▶ _PROVIDED TEXT_
If they don’t have drainage holes, you can drill or poke a hole in the container, provided you don’t make it too big. If the hole is too big, you stand to lose a lot of soil and fertilizer during the drainage process.
If the drainage holes are on the bottom of the pot, it can still be used if you buy “feet” to sit the pot on to keep it off of the ground.
As “uncanny” as it sounds, you can plant your potatoes in old garbage cans. From aluminum to plastic, the only thing that matters is that you get enough holes poked in it to ensure that you have proper drainage for your potatoes.
This should go without saying, but don’t use a garbage can that has been used for any human or animal products and waste, which rules out most kitchen garbage cans. They aren’t expensive—just buy a new garbage can for best results. Germs like E-coli can colonize in new plants from old waste.

▶ _EXTRACTED MATERIAL_
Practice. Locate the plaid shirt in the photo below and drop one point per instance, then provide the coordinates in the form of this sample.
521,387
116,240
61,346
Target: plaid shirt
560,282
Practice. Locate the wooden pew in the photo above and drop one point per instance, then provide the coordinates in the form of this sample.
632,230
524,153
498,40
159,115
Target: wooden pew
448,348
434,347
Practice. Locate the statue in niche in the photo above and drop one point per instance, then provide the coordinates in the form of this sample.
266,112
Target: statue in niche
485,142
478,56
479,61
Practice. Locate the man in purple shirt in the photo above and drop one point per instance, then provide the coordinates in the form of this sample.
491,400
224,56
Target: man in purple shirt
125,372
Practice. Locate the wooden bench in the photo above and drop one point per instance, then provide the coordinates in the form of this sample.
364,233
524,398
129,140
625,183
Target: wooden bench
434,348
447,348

▶ _WHAT TO WORK ON_
1. In the potato container text, what can you buy so that a pot with drainage holes on the bottom can still be used?
2. Translate this sentence from the potato container text into Spanish: "Germs like E-coli can colonize in new plants from old waste."
3. Please pull out the part of the potato container text starting with "If they don’t" and going on through "the drainage process.".

▶ _RESULTS OF THE TASKS_
1. "Feet" to sit the pot on, which keep it off the ground.

2. Gérmenes como E-coli pueden colonizar plantas nuevas a partir de desechos viejos.

3.
If they don’t have drainage holes, you can drill or poke a hole in the container, provided you don’t make it too big. If the hole is too big, you stand to lose a lot of soil and fertilizer during the drainage process.